(Records from a data source)
=====
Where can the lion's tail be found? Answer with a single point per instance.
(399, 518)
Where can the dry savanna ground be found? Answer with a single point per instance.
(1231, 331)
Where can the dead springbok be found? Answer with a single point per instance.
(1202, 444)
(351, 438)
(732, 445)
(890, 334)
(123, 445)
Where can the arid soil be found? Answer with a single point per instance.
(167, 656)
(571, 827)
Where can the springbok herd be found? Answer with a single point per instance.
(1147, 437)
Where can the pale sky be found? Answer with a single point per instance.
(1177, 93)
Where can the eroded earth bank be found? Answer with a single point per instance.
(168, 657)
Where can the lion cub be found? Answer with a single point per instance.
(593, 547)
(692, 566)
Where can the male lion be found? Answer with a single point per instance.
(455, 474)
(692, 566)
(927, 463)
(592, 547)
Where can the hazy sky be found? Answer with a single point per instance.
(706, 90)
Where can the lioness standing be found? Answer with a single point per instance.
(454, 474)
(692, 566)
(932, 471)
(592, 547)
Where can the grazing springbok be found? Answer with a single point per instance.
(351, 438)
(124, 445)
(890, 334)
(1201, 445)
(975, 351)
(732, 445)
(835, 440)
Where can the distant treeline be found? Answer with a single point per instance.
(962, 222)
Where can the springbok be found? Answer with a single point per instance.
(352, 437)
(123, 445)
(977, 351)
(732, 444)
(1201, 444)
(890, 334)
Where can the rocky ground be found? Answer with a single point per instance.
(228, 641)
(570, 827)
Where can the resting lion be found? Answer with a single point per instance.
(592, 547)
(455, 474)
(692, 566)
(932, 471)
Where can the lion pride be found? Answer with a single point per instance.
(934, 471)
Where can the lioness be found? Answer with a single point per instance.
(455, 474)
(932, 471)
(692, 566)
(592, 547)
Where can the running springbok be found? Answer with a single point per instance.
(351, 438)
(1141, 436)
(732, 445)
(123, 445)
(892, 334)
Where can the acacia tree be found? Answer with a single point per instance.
=====
WHAT TO WORK ON - Extract all of the data exactly as written.

RESPONSE BELOW -
Where can the lion's tail be found? Answer with a single point per instance.
(399, 518)
Where can the dry savanna ground be found? Answer with a single point per instance.
(1231, 331)
Where can the dead springbok be found? Answer with a single point per instance.
(1202, 444)
(351, 438)
(732, 445)
(890, 334)
(123, 445)
Where can the arid soil be found? Answer with a single point per instance.
(167, 656)
(571, 827)
Where can the springbok herd be found? Answer with a single point per instance.
(1147, 437)
Where can the pale sky be found? Answer with a single point per instance.
(1177, 93)
Where can the eroded earth bank be found? Answer with a single point per instance.
(168, 657)
Where can the lion cub be found? Answer with a single point per instance.
(593, 547)
(692, 566)
Where can the male lion be found? Answer with a single point per instance.
(455, 474)
(692, 566)
(927, 463)
(592, 547)
Where can the hazy sky be found? Answer with a single point per instance.
(706, 90)
Where can the lioness standing be found? Answer with a single point per instance.
(454, 474)
(692, 566)
(932, 471)
(592, 547)
Where can the grazing springbok be found? Answer with a single point per instance.
(351, 438)
(124, 445)
(890, 334)
(1201, 445)
(975, 351)
(732, 445)
(835, 440)
Where can the distant treeline be found? Answer with a single point per instance.
(962, 222)
Where can the springbok be found? Answer with a single point per instance.
(352, 437)
(123, 445)
(977, 351)
(732, 444)
(1201, 444)
(890, 334)
Where can the rocky ground be found? Answer with a single point per instance.
(228, 641)
(570, 827)
Where can the resting lion be found? Answer with a single point per instance.
(592, 547)
(455, 474)
(692, 566)
(932, 471)
Where can the lion pride be found? Answer with a single point per instance.
(934, 471)
Where can the lioness be found? Answer with a single point per instance.
(455, 474)
(932, 471)
(692, 566)
(592, 547)
Where can the running springbok be found? Answer with a single point per instance.
(351, 438)
(1141, 436)
(732, 445)
(123, 445)
(892, 334)
Where can the acacia tree be found? Answer with a single point per instance.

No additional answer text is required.